**Available records**:
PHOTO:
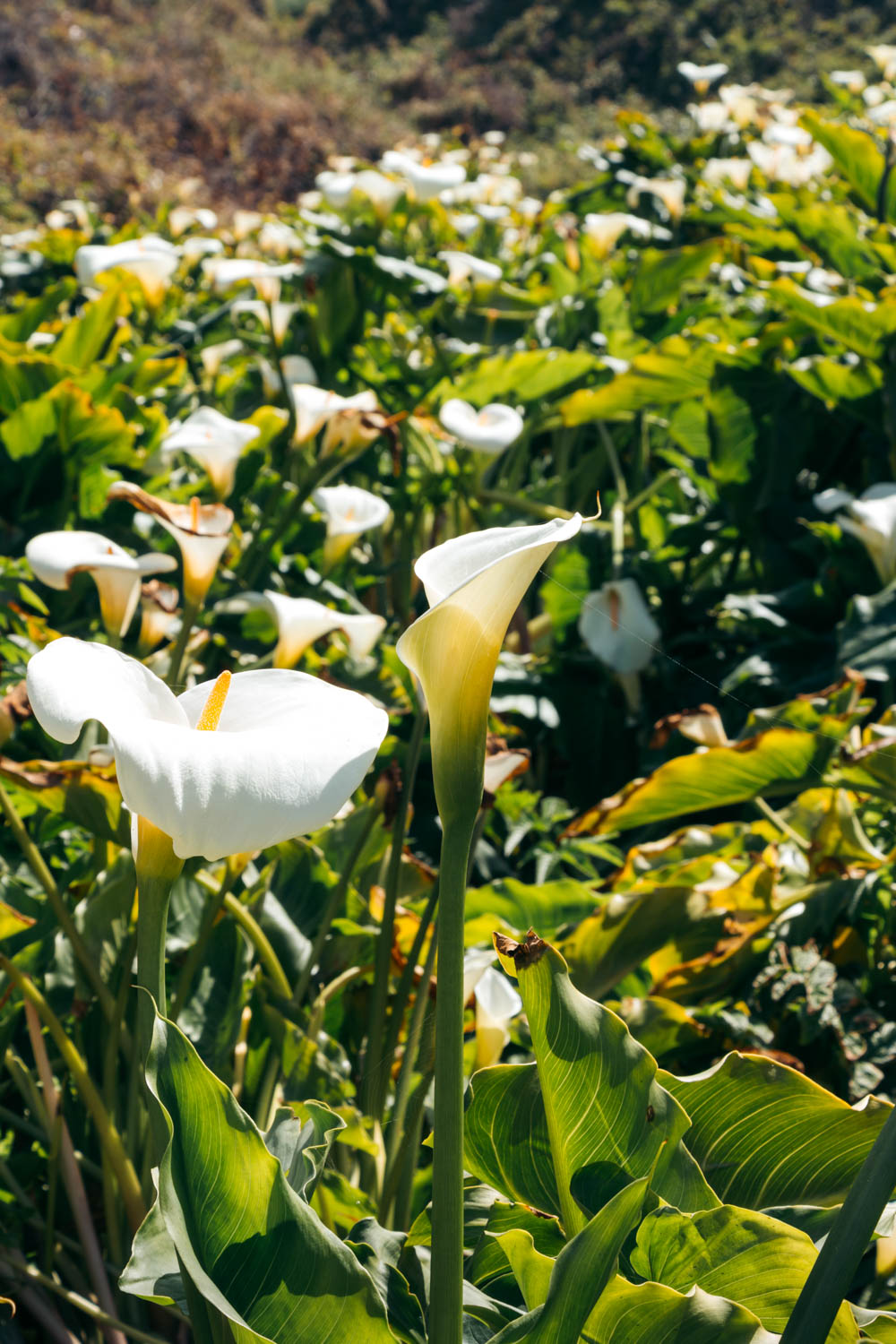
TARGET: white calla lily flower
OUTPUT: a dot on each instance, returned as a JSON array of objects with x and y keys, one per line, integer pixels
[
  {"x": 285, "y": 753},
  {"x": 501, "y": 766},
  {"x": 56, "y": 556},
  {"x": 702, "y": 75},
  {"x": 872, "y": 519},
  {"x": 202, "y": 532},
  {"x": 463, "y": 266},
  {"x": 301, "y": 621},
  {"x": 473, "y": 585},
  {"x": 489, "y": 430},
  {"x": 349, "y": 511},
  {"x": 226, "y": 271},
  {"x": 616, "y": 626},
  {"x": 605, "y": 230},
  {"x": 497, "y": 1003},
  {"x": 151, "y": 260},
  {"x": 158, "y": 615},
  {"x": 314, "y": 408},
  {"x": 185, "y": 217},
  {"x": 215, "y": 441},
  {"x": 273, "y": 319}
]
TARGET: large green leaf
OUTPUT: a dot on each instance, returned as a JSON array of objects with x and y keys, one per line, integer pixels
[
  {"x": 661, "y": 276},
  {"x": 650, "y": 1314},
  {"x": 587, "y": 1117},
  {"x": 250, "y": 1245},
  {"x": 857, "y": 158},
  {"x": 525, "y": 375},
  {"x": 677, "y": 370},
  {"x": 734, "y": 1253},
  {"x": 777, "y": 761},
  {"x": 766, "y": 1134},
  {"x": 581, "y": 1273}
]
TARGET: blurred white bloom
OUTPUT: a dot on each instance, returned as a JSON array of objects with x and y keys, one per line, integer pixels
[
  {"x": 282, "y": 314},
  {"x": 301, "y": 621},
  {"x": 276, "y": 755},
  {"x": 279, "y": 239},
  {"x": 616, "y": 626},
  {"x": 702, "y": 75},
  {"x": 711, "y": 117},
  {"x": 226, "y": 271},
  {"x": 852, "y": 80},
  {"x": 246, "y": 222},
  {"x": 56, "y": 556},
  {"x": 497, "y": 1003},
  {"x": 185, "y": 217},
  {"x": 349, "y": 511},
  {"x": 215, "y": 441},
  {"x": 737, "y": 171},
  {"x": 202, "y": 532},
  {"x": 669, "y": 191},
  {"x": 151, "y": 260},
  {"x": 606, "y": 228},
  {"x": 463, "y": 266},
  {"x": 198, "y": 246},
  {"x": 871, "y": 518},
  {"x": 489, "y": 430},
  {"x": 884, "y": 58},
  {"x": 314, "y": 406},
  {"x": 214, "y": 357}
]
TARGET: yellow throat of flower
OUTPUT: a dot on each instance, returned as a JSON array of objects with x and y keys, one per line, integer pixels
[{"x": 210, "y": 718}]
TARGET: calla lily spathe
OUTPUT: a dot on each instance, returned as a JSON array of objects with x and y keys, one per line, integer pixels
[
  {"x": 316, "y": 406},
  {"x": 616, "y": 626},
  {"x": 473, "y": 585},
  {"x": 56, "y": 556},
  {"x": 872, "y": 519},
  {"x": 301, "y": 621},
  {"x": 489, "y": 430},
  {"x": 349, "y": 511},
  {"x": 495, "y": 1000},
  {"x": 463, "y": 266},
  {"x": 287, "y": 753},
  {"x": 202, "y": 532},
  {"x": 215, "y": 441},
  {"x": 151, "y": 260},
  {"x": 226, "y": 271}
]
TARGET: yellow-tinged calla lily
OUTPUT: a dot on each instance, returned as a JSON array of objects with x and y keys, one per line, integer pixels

**Task description**:
Reproduce the lines of the items verbatim, starting at the line that contains "TARGET: calla lily spathe" and ending at the end of the items.

**Correct response**:
TARGET: calla lily spathe
OUTPUT: a dot on each instance, returned as a JSON array of objects with x and y keys, one per line, integer pixels
[
  {"x": 316, "y": 406},
  {"x": 616, "y": 626},
  {"x": 473, "y": 585},
  {"x": 56, "y": 556},
  {"x": 872, "y": 519},
  {"x": 301, "y": 621},
  {"x": 489, "y": 430},
  {"x": 349, "y": 511},
  {"x": 495, "y": 1000},
  {"x": 463, "y": 266},
  {"x": 287, "y": 753},
  {"x": 202, "y": 532},
  {"x": 215, "y": 441},
  {"x": 151, "y": 260},
  {"x": 226, "y": 271}
]
TARGET: yellow-tinged calla lily
OUTPUT: a dot on each instance, returned as a JSON array of objects with x and y keys, one per line, integer pixels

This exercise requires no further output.